» **To be done**
Reproduce every line of the rows below, requests and their sample coordinates unchanged, but multiply each point coordinate in the answers by 1.75 and round it to a whole number, with halves rounded up. Leave the pictures out.

# Data entries start

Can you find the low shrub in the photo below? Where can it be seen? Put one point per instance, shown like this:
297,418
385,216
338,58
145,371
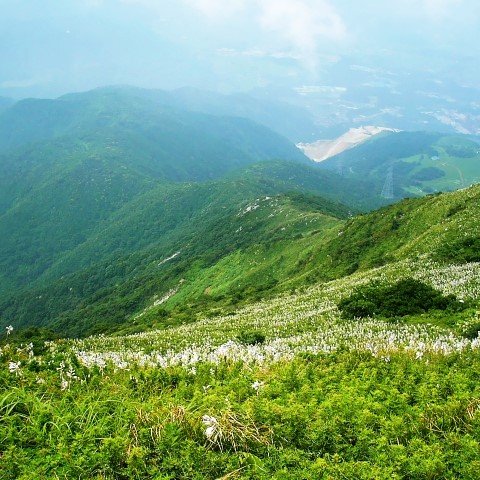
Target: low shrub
406,297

# Data entries end

» **Result of the exercise**
Can you find the low shrub in the photo below? Where can it be seen? Put one point per instance, shown like this:
297,418
385,216
338,58
145,371
Target: low shrub
711,520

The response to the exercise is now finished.